=== Section Start ===

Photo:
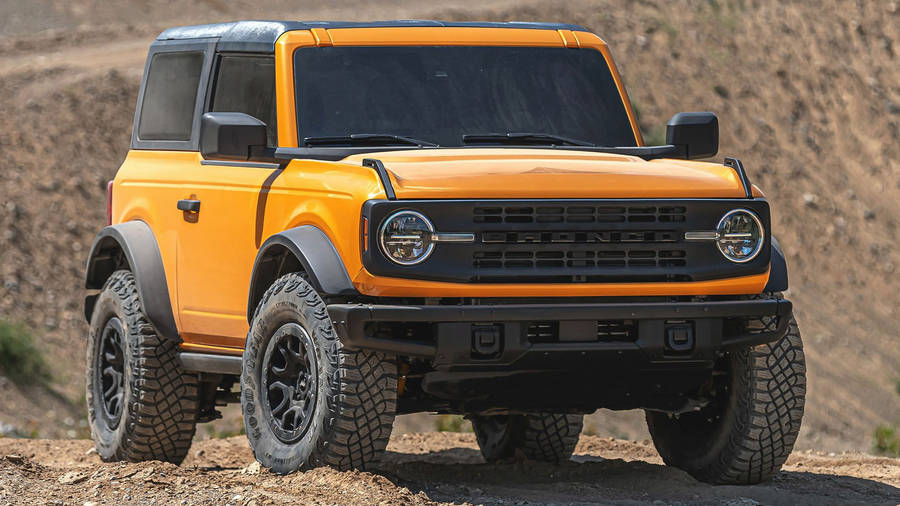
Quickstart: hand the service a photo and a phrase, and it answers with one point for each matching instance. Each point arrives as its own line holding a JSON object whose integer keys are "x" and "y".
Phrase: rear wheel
{"x": 747, "y": 431}
{"x": 544, "y": 437}
{"x": 307, "y": 401}
{"x": 141, "y": 404}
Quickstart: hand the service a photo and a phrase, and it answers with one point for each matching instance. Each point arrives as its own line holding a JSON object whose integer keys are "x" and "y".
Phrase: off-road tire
{"x": 159, "y": 400}
{"x": 757, "y": 423}
{"x": 356, "y": 389}
{"x": 545, "y": 437}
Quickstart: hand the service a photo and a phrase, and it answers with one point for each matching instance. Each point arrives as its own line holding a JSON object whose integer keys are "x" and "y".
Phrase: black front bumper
{"x": 664, "y": 333}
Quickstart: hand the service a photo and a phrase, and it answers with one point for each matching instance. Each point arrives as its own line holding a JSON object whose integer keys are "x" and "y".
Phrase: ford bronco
{"x": 358, "y": 220}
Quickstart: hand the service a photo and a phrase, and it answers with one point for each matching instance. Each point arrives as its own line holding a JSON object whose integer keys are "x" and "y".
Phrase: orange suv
{"x": 358, "y": 220}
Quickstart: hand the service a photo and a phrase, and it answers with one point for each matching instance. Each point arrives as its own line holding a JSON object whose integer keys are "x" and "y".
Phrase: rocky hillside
{"x": 807, "y": 93}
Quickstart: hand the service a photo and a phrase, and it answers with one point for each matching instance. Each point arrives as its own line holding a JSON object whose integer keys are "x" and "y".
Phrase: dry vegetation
{"x": 807, "y": 93}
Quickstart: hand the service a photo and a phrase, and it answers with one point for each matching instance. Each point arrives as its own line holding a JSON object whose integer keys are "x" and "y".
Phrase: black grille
{"x": 607, "y": 331}
{"x": 579, "y": 214}
{"x": 543, "y": 332}
{"x": 551, "y": 259}
{"x": 617, "y": 330}
{"x": 568, "y": 241}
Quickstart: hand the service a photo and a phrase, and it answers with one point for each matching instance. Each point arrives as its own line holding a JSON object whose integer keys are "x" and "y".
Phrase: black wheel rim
{"x": 291, "y": 382}
{"x": 111, "y": 371}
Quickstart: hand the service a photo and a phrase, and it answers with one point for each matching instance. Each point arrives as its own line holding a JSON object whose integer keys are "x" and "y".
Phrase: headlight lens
{"x": 740, "y": 235}
{"x": 405, "y": 237}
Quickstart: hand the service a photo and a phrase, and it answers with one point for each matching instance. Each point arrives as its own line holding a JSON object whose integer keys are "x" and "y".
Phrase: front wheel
{"x": 308, "y": 401}
{"x": 746, "y": 432}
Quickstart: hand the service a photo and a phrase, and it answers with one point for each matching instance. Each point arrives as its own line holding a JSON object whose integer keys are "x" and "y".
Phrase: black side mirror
{"x": 695, "y": 134}
{"x": 230, "y": 135}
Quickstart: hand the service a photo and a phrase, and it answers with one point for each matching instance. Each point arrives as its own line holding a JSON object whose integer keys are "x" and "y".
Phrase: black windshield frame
{"x": 440, "y": 93}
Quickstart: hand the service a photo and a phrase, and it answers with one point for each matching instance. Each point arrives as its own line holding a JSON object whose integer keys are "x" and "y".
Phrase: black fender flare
{"x": 778, "y": 281}
{"x": 132, "y": 242}
{"x": 305, "y": 248}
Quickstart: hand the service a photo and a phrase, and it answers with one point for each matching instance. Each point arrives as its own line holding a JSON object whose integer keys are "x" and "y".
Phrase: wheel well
{"x": 276, "y": 261}
{"x": 108, "y": 257}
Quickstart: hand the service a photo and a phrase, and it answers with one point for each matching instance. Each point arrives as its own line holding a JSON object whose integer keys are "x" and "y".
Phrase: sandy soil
{"x": 425, "y": 468}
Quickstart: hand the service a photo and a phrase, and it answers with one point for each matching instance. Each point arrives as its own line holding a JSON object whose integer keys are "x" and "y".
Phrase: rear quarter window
{"x": 247, "y": 84}
{"x": 170, "y": 95}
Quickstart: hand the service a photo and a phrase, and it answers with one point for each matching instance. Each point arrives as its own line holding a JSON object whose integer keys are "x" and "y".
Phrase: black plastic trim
{"x": 339, "y": 153}
{"x": 317, "y": 256}
{"x": 382, "y": 175}
{"x": 738, "y": 167}
{"x": 210, "y": 363}
{"x": 778, "y": 279}
{"x": 235, "y": 163}
{"x": 350, "y": 319}
{"x": 260, "y": 36}
{"x": 135, "y": 240}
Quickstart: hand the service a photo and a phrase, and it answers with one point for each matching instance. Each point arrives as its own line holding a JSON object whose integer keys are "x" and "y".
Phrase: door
{"x": 222, "y": 206}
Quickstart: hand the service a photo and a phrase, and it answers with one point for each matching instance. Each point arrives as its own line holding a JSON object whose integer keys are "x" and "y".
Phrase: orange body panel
{"x": 542, "y": 173}
{"x": 209, "y": 262}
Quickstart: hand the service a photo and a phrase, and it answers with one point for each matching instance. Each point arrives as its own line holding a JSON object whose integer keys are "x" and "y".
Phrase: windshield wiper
{"x": 523, "y": 138}
{"x": 366, "y": 139}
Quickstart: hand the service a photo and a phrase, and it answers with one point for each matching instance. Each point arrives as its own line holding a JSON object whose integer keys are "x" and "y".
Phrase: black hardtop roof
{"x": 260, "y": 36}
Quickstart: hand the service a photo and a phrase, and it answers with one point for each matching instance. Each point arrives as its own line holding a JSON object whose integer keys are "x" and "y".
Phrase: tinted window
{"x": 167, "y": 112}
{"x": 440, "y": 93}
{"x": 247, "y": 84}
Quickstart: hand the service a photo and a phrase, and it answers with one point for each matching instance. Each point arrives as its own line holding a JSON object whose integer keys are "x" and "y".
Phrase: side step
{"x": 210, "y": 363}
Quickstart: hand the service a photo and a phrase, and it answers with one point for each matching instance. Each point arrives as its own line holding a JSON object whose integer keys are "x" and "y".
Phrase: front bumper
{"x": 660, "y": 333}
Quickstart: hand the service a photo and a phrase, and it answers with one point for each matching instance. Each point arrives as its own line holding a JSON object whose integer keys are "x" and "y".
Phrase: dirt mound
{"x": 807, "y": 95}
{"x": 425, "y": 469}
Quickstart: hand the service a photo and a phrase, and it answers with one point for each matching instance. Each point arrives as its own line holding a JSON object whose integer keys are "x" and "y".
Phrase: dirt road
{"x": 424, "y": 469}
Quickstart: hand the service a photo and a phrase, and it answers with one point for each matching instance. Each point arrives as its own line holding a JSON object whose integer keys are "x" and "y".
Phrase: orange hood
{"x": 509, "y": 173}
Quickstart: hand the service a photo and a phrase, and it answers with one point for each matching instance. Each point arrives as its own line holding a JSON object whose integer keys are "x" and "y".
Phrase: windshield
{"x": 441, "y": 93}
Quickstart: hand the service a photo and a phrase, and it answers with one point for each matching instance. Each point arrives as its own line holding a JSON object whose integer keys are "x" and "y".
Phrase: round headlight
{"x": 405, "y": 237}
{"x": 740, "y": 235}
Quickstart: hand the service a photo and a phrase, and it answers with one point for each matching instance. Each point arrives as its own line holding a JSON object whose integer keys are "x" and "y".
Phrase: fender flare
{"x": 132, "y": 242}
{"x": 312, "y": 252}
{"x": 778, "y": 281}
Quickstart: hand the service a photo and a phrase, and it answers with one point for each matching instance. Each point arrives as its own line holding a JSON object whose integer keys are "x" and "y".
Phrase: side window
{"x": 167, "y": 112}
{"x": 247, "y": 84}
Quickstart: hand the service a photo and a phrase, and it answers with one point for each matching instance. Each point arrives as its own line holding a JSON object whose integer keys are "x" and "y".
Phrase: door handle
{"x": 189, "y": 206}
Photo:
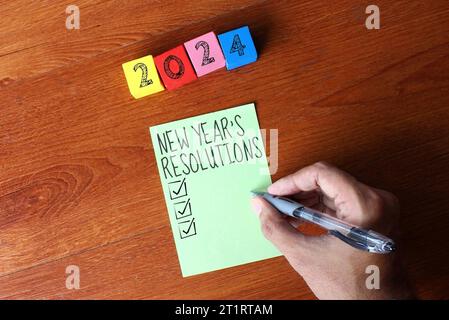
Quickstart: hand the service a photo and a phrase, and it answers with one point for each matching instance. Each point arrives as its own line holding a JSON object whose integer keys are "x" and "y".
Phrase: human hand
{"x": 331, "y": 268}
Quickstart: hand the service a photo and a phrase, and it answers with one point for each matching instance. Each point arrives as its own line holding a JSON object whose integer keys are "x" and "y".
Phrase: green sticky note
{"x": 208, "y": 166}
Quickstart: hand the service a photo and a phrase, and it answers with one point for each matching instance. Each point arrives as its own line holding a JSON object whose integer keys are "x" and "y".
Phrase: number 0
{"x": 168, "y": 71}
{"x": 206, "y": 58}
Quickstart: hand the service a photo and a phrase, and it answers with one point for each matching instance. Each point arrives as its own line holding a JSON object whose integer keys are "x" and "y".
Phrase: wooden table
{"x": 78, "y": 180}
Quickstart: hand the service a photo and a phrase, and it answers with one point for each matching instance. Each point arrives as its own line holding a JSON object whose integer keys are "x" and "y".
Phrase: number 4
{"x": 237, "y": 45}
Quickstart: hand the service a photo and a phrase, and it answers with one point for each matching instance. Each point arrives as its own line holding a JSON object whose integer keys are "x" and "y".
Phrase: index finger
{"x": 320, "y": 176}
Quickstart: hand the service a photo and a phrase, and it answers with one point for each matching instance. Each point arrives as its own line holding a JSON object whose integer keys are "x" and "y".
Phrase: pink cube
{"x": 205, "y": 54}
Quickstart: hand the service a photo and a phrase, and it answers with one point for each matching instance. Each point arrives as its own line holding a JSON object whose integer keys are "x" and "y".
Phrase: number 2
{"x": 144, "y": 81}
{"x": 237, "y": 45}
{"x": 206, "y": 58}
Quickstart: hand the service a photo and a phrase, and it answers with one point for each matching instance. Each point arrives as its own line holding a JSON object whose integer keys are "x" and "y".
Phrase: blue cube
{"x": 238, "y": 47}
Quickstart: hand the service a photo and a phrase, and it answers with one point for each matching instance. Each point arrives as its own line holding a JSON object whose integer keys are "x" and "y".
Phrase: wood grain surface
{"x": 78, "y": 179}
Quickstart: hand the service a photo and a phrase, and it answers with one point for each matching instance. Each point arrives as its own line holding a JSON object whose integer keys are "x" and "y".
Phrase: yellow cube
{"x": 142, "y": 77}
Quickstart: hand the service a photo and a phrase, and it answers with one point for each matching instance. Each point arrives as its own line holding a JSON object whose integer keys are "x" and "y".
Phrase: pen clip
{"x": 351, "y": 242}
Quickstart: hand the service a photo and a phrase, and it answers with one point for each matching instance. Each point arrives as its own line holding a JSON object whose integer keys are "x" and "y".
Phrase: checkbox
{"x": 177, "y": 189}
{"x": 182, "y": 209}
{"x": 187, "y": 228}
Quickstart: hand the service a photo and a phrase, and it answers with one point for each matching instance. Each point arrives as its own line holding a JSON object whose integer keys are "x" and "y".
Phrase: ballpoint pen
{"x": 359, "y": 238}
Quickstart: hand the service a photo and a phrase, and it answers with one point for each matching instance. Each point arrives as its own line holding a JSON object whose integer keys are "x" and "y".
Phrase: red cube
{"x": 175, "y": 68}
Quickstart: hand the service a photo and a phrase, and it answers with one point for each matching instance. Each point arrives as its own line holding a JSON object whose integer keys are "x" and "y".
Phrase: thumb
{"x": 277, "y": 229}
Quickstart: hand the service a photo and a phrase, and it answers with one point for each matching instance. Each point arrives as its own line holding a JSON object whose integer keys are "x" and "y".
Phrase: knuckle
{"x": 321, "y": 165}
{"x": 268, "y": 225}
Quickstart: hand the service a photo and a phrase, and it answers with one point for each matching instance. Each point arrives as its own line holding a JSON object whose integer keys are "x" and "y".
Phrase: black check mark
{"x": 185, "y": 233}
{"x": 177, "y": 189}
{"x": 185, "y": 207}
{"x": 180, "y": 187}
{"x": 185, "y": 211}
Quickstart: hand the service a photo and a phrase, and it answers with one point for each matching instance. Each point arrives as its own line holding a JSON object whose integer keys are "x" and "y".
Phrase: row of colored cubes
{"x": 185, "y": 63}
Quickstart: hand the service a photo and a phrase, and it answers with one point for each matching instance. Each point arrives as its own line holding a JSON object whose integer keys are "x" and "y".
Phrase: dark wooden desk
{"x": 78, "y": 181}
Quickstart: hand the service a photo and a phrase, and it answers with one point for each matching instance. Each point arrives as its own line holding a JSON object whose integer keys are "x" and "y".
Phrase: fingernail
{"x": 257, "y": 208}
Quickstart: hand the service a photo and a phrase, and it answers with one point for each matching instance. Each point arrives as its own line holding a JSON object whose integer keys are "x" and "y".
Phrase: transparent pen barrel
{"x": 323, "y": 220}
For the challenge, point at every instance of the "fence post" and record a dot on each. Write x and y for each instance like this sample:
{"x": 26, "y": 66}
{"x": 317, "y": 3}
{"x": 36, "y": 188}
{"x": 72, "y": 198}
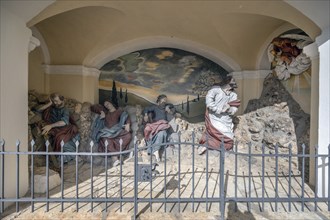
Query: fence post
{"x": 303, "y": 178}
{"x": 329, "y": 178}
{"x": 91, "y": 174}
{"x": 17, "y": 175}
{"x": 77, "y": 179}
{"x": 121, "y": 173}
{"x": 2, "y": 143}
{"x": 32, "y": 175}
{"x": 316, "y": 175}
{"x": 62, "y": 175}
{"x": 47, "y": 175}
{"x": 135, "y": 178}
{"x": 222, "y": 179}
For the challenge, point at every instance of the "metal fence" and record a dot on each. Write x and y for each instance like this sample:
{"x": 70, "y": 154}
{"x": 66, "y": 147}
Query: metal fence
{"x": 183, "y": 181}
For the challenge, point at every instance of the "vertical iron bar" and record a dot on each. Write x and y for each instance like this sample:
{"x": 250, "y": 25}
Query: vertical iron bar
{"x": 106, "y": 175}
{"x": 290, "y": 174}
{"x": 316, "y": 176}
{"x": 150, "y": 182}
{"x": 276, "y": 176}
{"x": 250, "y": 162}
{"x": 222, "y": 179}
{"x": 179, "y": 174}
{"x": 17, "y": 175}
{"x": 135, "y": 178}
{"x": 2, "y": 174}
{"x": 32, "y": 175}
{"x": 91, "y": 173}
{"x": 236, "y": 163}
{"x": 77, "y": 179}
{"x": 47, "y": 175}
{"x": 165, "y": 155}
{"x": 121, "y": 174}
{"x": 193, "y": 172}
{"x": 207, "y": 178}
{"x": 62, "y": 176}
{"x": 329, "y": 178}
{"x": 303, "y": 179}
{"x": 263, "y": 177}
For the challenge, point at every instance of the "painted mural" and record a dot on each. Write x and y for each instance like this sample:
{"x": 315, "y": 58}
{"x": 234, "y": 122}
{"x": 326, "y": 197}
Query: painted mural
{"x": 147, "y": 73}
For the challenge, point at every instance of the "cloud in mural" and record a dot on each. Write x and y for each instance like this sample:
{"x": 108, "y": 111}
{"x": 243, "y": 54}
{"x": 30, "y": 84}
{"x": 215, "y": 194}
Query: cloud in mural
{"x": 163, "y": 70}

=== Section End ===

▸ **EXERCISE OBJECTIVE**:
From the entries above, copy every line containing the word "record".

▸ **WRITTEN SOLUTION**:
For the challenge, point at every instance of the "fence post" and record a dot on each. Write x and y for each instance like this sample:
For the challenge, point at every instance of the "metal fence" and record a dot on each. Write x and y for each instance like this sample:
For the challenge, point at every instance of the "vertical iron bar" and record a dot on each. Write x and y for each instance like this sample:
For the challenge, point at every instance of the "painted mural" and record a dot on each. Write x and y for each instance like this sample:
For the challenge, point at every instance of the "cloud in mural" and record a dot on each. Write x and y for each instance like this sample:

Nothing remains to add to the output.